Records contained in a dataset:
+--

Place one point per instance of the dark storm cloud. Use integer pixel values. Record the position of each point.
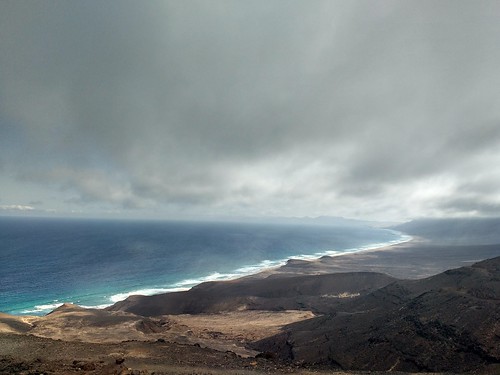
(321, 107)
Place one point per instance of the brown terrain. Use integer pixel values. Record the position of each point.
(353, 313)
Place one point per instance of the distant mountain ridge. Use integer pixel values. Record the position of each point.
(457, 231)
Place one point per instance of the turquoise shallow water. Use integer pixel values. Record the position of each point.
(46, 262)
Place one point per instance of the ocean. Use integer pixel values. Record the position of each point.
(94, 263)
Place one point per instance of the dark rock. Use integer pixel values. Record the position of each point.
(445, 323)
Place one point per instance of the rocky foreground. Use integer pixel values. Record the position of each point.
(299, 319)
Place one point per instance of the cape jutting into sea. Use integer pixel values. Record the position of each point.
(95, 263)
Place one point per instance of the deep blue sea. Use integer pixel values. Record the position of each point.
(45, 262)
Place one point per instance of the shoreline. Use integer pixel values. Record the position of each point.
(251, 271)
(409, 258)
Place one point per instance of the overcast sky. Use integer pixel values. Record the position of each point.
(383, 110)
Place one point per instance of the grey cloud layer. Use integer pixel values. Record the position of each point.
(283, 107)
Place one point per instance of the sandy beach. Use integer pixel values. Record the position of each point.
(220, 317)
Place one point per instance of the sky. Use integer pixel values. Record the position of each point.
(380, 110)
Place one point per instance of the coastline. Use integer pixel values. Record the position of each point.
(265, 267)
(408, 258)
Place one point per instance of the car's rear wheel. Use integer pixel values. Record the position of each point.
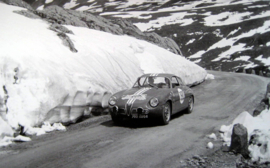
(117, 119)
(190, 105)
(166, 114)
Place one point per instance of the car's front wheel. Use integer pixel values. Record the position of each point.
(166, 114)
(190, 104)
(117, 119)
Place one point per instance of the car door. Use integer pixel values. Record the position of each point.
(179, 96)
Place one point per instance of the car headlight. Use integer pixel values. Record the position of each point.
(154, 102)
(112, 101)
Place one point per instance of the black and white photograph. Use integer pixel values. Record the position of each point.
(134, 83)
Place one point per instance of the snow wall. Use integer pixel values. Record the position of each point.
(43, 81)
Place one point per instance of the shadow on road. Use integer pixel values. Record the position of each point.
(139, 123)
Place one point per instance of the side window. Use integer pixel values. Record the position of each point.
(141, 81)
(174, 82)
(180, 81)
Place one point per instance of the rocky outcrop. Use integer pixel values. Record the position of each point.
(18, 3)
(239, 140)
(60, 16)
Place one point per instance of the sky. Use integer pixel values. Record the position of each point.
(46, 82)
(54, 84)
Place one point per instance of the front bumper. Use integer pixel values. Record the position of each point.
(136, 111)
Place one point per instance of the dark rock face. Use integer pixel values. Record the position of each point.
(58, 16)
(18, 3)
(239, 142)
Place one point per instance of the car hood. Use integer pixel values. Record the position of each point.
(139, 95)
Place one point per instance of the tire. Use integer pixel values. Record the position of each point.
(166, 114)
(190, 105)
(117, 119)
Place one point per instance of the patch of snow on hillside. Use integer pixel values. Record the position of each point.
(242, 58)
(234, 31)
(239, 47)
(197, 54)
(71, 4)
(266, 61)
(175, 18)
(258, 6)
(48, 1)
(225, 18)
(190, 41)
(46, 82)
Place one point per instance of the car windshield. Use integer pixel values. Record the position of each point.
(152, 81)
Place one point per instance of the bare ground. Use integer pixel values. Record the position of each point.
(97, 142)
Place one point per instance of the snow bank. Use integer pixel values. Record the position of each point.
(46, 82)
(258, 129)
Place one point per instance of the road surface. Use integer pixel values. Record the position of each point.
(97, 142)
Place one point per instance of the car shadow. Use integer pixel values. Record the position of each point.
(139, 123)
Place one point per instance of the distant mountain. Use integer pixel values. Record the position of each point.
(231, 35)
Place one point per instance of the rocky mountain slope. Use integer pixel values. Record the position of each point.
(59, 16)
(227, 35)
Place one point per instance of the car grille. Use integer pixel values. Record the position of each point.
(121, 111)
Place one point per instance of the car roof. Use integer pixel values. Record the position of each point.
(159, 75)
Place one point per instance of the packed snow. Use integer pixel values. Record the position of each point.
(257, 127)
(44, 82)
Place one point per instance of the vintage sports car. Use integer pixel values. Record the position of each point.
(152, 96)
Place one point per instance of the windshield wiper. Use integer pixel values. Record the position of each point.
(153, 85)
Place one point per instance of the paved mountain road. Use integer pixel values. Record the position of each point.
(97, 142)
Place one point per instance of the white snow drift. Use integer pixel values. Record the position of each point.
(257, 127)
(43, 81)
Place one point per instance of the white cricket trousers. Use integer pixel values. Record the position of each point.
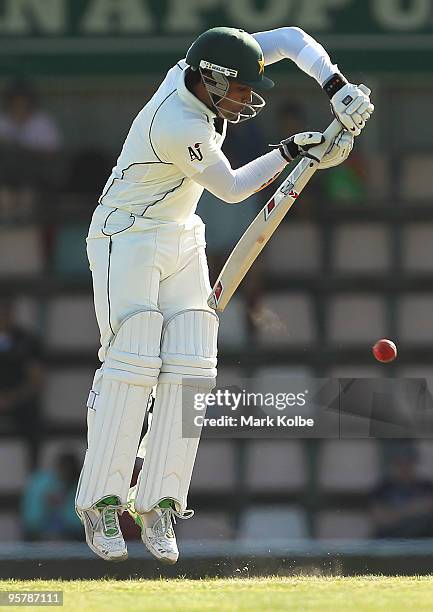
(140, 263)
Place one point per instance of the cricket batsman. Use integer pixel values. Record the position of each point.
(146, 248)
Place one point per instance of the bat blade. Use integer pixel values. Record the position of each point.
(266, 222)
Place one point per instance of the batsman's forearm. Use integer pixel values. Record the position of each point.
(233, 186)
(295, 44)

+--

(Task prompt): Write out all the records again, exactly, minus any pictures.

(Task response):
Place one point per instance of the dark storm cloud. Use integer pixel values. Record the position of each point.
(321, 107)
Place one point per instance of the brown terrain. Use integer pixel values. Record the position of each point.
(353, 313)
Place one point per instance of the distant mountain ridge. Use integer pixel values. Record the position of each point.
(457, 231)
Place one point per instance of the turquoise shallow water. Use integer pixel values. Record the position of each point.
(46, 262)
Place one point per instance of the ocean. Use integer pixel values. Record the position of each point.
(94, 263)
Place one point per instance of the dark rock. Use integer pixel values. Record the position of each point.
(445, 323)
Place one point per instance of the rocky foreground. Use integer pixel values. Record the position of each point.
(299, 319)
Place one point per instance of the cape jutting into sea. Use integer pixel values. Record the position of each point.
(95, 263)
Place one point per instance of the deep blue sea. Use integer pixel values. Record the position of each point.
(45, 262)
Place one point per instance of the shoreline. Use integer pixel values. Record the position of each point.
(251, 271)
(409, 258)
Place one point per instance of the overcast sky. Use integer pixel values. Record the position of each point.
(383, 110)
Place one point per instance of the grey cloud layer. Use integer pixel values. Record the position of each point.
(283, 107)
Place one point per instance of the sandy beach. Use integer pixel values. Record the position of each point.
(220, 317)
Place one point per instance of the sky. Use integer pixel values. Record the position of each point.
(380, 110)
Place one point per instance of the coastline. Use integer pixel values. Record the position of each point.
(265, 267)
(408, 258)
Place one point per instance of the car's rear wheel. Use integer pixel values. Record the position of each point.
(117, 119)
(190, 105)
(166, 114)
Place one point per instance of the car's front wheel. Use integer pixel values. Record the position of each point.
(166, 114)
(190, 104)
(117, 119)
Place one point per instance of the car door. Use integer pixel values. Record the position of each point.
(179, 96)
Place one point per instance of the car headlight. Use integer pixel values. Record the position of each point.
(154, 102)
(112, 101)
Place one point per instance of the black and white photograph. Use integer pixel values. Record the position of each point.
(134, 83)
Place one point per instance of the snow wall. Use integer pixel values. Record the position of each point.
(43, 81)
Place one point per instance of the shadow on road. Use integer pixel values. Record the position of each point.
(139, 123)
Place one point per instance of the side window. Use integer pixel values. Record the position of each point.
(141, 81)
(174, 82)
(180, 81)
Place one point per instance of the rocky outcrop. Use integer pixel values. Record the position of each point.
(18, 3)
(239, 140)
(60, 16)
Place one point per instance of the sky. Use integer pixel values. Record the position of each point.
(46, 82)
(54, 84)
Place one point per instance of the front bumper. Use integer pixel values. Record the position of each point.
(136, 111)
Place one point per instance of the dark rock face. Use integer pixel values. Record the position of each point.
(58, 16)
(18, 3)
(239, 142)
Place one point per instance of the car hood. Use integer pixel values. Record the position of each point.
(139, 95)
Place one point per instance of the tire. Use integer pixel values. Record the position of each point.
(166, 114)
(190, 105)
(117, 119)
Place one point per instance of the patch of snow on hillside. Use integer pixel values. Record the position of each point.
(242, 58)
(234, 31)
(239, 47)
(197, 54)
(71, 4)
(266, 61)
(175, 18)
(258, 6)
(48, 1)
(225, 18)
(190, 41)
(46, 82)
Place one point per instance of the car windshield. Use integer pixel values. Record the position of each point.
(152, 81)
Place one point per instance of the bare ground. Use integer pixel values. Record the position of each point.
(97, 142)
Place one point per instance of the snow bank. Use integer pixel values. Record the position of each point.
(46, 82)
(258, 129)
Place one point per instance of the road surface. Use integer pixel values. Record the position of each point.
(97, 142)
Place one point per instance of the car shadow. Use integer pixel values. Record the position of each point.
(139, 123)
Place one point per instance of the distant mountain. Use integer pixel values. Record the position of each point.
(231, 35)
Place one point per instance of the rocky mountain slope. Use integer pixel values. Record the position of each point.
(59, 16)
(227, 35)
Place one point per instance of the car grille. Use integer pixel values. Record the position of each point.
(121, 111)
Place one point per instance of the car roof. Use integer pixel values. Record the position of each point.
(159, 75)
Place one point per instance of the packed snow. Use integer pixel values. Record the position of each point.
(257, 127)
(44, 82)
Place one point per instance of the vintage sports car. Use integer pixel values. Record the position of each point.
(152, 96)
Place one point per instance of the windshield wiper. Use integer pixel values. Record the position of each point.
(153, 85)
Place one point per instance of the paved mountain road. Use integer pixel values. Record the position of each point.
(97, 142)
Place one point per instance of the white snow drift. Use integer pixel values. Record the position of each point.
(257, 127)
(43, 81)
Place one point per instance of the white cricket trousers. Use integer pixel values. Record the position of each point.
(140, 263)
Place one point per instance of the cricket batsman. Use integer pixel values. Record the position of each point.
(146, 248)
Place one point per instance of the bat blade. Use integer pixel values. Record the position of each point.
(266, 222)
Place one point per instance of the batsman's forearm. Use integer pixel values. Record the position of each point.
(233, 186)
(295, 44)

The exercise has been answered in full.